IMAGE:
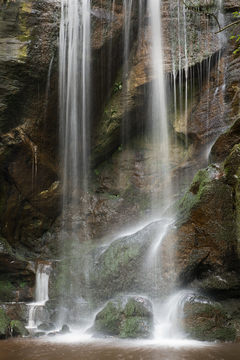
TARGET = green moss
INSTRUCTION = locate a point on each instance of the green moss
(108, 320)
(208, 322)
(17, 328)
(4, 324)
(134, 327)
(6, 290)
(127, 321)
(134, 308)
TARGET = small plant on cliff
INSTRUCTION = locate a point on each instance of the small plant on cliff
(117, 87)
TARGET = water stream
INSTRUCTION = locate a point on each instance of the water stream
(36, 309)
(75, 131)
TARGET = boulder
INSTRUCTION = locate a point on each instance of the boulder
(207, 321)
(18, 329)
(204, 237)
(4, 324)
(126, 318)
(117, 267)
(225, 142)
(45, 326)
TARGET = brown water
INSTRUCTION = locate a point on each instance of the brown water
(38, 350)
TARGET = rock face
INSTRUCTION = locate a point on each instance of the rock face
(118, 267)
(205, 239)
(207, 321)
(10, 327)
(125, 318)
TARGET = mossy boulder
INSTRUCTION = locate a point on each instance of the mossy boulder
(118, 267)
(225, 143)
(224, 284)
(207, 321)
(17, 328)
(205, 234)
(4, 324)
(126, 318)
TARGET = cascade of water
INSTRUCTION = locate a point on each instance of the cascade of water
(158, 111)
(41, 295)
(127, 5)
(169, 315)
(74, 82)
(74, 70)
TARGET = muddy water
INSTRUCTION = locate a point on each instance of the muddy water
(39, 350)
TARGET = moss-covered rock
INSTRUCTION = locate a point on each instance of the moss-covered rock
(4, 324)
(17, 328)
(126, 318)
(204, 237)
(117, 267)
(207, 322)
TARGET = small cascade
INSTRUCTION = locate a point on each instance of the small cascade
(36, 309)
(168, 316)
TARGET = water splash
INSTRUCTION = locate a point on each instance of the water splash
(158, 111)
(74, 83)
(36, 309)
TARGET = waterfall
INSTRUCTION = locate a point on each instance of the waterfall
(36, 309)
(158, 112)
(74, 89)
(74, 70)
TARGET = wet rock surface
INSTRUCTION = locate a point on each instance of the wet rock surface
(207, 321)
(125, 317)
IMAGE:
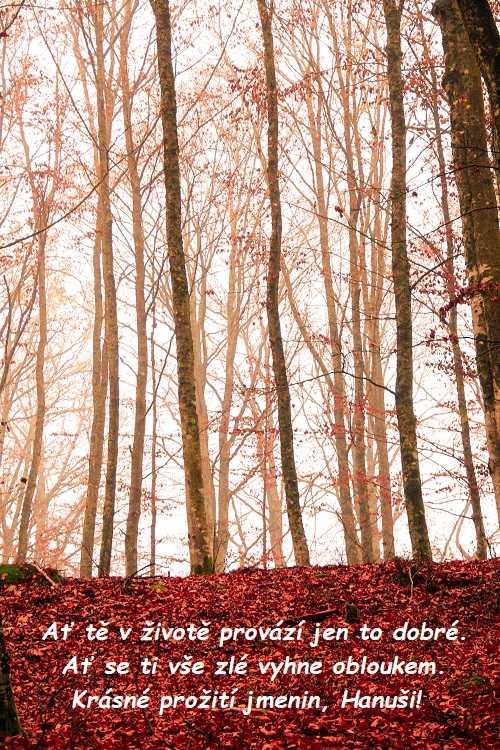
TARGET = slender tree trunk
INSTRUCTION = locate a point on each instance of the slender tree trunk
(462, 82)
(401, 278)
(36, 454)
(376, 398)
(110, 306)
(339, 397)
(201, 559)
(99, 391)
(299, 541)
(9, 720)
(474, 496)
(134, 509)
(232, 315)
(484, 38)
(154, 441)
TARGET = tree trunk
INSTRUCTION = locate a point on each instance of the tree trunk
(201, 559)
(134, 508)
(401, 279)
(9, 720)
(99, 391)
(474, 496)
(300, 548)
(339, 397)
(29, 492)
(476, 191)
(484, 39)
(110, 306)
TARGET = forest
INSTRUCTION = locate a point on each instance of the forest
(249, 293)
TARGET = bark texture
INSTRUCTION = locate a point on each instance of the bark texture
(476, 191)
(9, 720)
(110, 305)
(201, 558)
(301, 551)
(484, 38)
(412, 484)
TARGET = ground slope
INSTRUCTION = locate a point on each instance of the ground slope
(457, 706)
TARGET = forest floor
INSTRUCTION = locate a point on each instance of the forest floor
(457, 704)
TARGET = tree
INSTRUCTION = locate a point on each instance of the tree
(200, 547)
(9, 720)
(481, 233)
(274, 326)
(401, 278)
(484, 38)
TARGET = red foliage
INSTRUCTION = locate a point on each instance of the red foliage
(457, 709)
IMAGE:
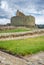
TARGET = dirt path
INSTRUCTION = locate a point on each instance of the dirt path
(7, 59)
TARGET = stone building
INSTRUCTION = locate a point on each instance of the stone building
(21, 20)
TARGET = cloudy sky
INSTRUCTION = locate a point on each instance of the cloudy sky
(8, 9)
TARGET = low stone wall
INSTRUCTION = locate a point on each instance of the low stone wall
(23, 21)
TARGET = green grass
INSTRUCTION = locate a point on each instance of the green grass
(14, 30)
(23, 47)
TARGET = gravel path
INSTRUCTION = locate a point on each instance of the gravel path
(36, 59)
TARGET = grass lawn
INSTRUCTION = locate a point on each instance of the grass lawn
(23, 47)
(14, 30)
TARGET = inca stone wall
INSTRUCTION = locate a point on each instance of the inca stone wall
(23, 21)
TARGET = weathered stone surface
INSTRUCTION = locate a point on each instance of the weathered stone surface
(18, 13)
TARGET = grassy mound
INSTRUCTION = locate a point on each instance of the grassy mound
(23, 47)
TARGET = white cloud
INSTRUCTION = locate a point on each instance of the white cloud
(5, 7)
(4, 21)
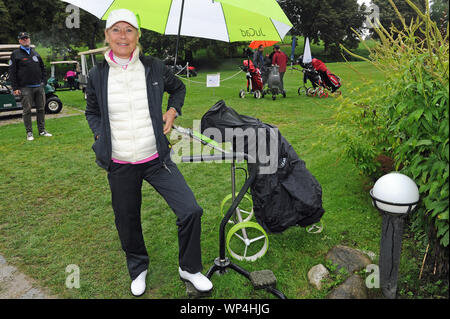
------------------------------------------------------------------------
> [TASK ITEM]
Restate the whole listing above exactly, except for its images.

> [EXPECTED ANSWER]
IMAGE:
TARGET = green moss
INSTRUCTION = locate a point on each instance of the green moss
(108, 320)
(208, 322)
(17, 328)
(4, 324)
(134, 327)
(6, 290)
(127, 321)
(134, 308)
TARGET = small plant on cliff
INSTRUCTION = locate a point on each instance of the small plant on cliff
(117, 87)
TARGET = water stream
INSTRUCTION = locate a point on each instance of the water stream
(36, 309)
(75, 131)
TARGET = boulder
INSTRUCTION = locate a point on each instance of the boulder
(207, 321)
(18, 329)
(204, 237)
(4, 324)
(126, 318)
(117, 267)
(225, 142)
(45, 326)
TARGET = brown water
INSTRUCTION = locate a point on each instance of the brown water
(38, 350)
TARGET = rock face
INSTRUCTION = locate a point on each instance of the rock face
(118, 267)
(205, 239)
(207, 321)
(10, 327)
(125, 318)
TARGET = mossy boulder
INSTRUCTION = locate a point on each instance of the mossy boulder
(118, 267)
(225, 143)
(224, 284)
(207, 321)
(17, 328)
(205, 234)
(4, 324)
(126, 318)
TARGET = cascade of water
INSTRUCTION = locate a point on each instance of the cascade of water
(158, 111)
(41, 295)
(127, 5)
(169, 315)
(74, 82)
(74, 70)
TARGET = muddy water
INSTRUCTION = locate a point on each instance of the muddy water
(39, 350)
TARGET = moss-covered rock
INSTRUCTION = locate a point on each instance of the moss-covered rock
(4, 324)
(17, 328)
(126, 318)
(204, 237)
(117, 267)
(207, 322)
TARGET = small cascade
INSTRUCTION = locate a point on each instance of the small cascade
(36, 309)
(168, 316)
TARGET = water splash
INSTRUCTION = locate a point on each instance of the water splash
(158, 111)
(74, 83)
(36, 309)
TARGET = waterfall
INSTRUCTION = locate a point on each instance of the waterfall
(36, 309)
(158, 112)
(74, 89)
(74, 70)
TARGET = wet rock surface
INSTRUCTION = locate a point on each instance of the wet rock surface
(207, 321)
(125, 317)
IMAGE:
TARGET = slender tree trunk
INSTRUCTION = locate a point on each instance of the slender tree trunk
(462, 82)
(401, 278)
(36, 454)
(376, 398)
(110, 306)
(339, 397)
(201, 559)
(99, 391)
(299, 541)
(9, 720)
(474, 496)
(134, 509)
(232, 315)
(484, 38)
(154, 441)
TARGET = tree trunk
INSTRUCTION = locate a point on each instance of the tree trunk
(201, 559)
(134, 508)
(401, 279)
(9, 720)
(99, 391)
(474, 496)
(300, 548)
(339, 397)
(29, 492)
(476, 191)
(484, 39)
(110, 306)
TARGET = forest
INSTRUCTION = locate a point on each instance of the forest
(249, 293)
TARGET = bark texture
INSTRUCTION = locate a point on each instance of the bark texture
(476, 191)
(9, 720)
(110, 305)
(201, 558)
(301, 551)
(484, 38)
(412, 484)
TARGET = ground slope
INSTRUCTION = locate a point on each instance of the ground slope
(457, 706)
TARGET = forest floor
INSTRUCTION = locate a point on each instance of the forest floor
(457, 704)
TARGET = tree
INSTRUCTION = locate a point on each instance of the tree
(200, 547)
(9, 720)
(481, 233)
(274, 326)
(401, 278)
(484, 38)
TARGET = red foliage
INSTRUCTION = locate a point on each instance of the red foliage
(457, 709)
IMAGE:
TARGET = dirt path
INSTRUCTION = locate a point on each instance of the dirt path
(7, 59)
TARGET = stone building
INSTRUCTION = locate a point on each instance of the stone building
(21, 20)
TARGET = cloudy sky
INSTRUCTION = locate a point on each instance of the cloudy sky
(8, 9)
TARGET = low stone wall
INSTRUCTION = locate a point on each instance of the low stone wall
(23, 21)
TARGET = green grass
INSTRUCTION = locate a point on each instance of the green grass
(14, 30)
(23, 47)
TARGET = gravel path
INSTRUCTION = locate a point on each instance of the gravel path
(36, 59)
TARGET = grass lawn
INSTRUCTION = locate a point on each instance of the grass lawn
(23, 47)
(14, 30)
TARGET = inca stone wall
INSTRUCTION = locate a point on each instance of the inca stone wall
(23, 21)
TARGET = weathered stone surface
INSTRUCTION = locate a point on each instance of the weathered stone surface
(18, 13)
TARGET = grassy mound
INSTRUCTION = locate a point on each instance of the grassy mound
(23, 47)
TARGET = white cloud
INSTRUCTION = locate a point on each instance of the white cloud
(5, 7)
(4, 21)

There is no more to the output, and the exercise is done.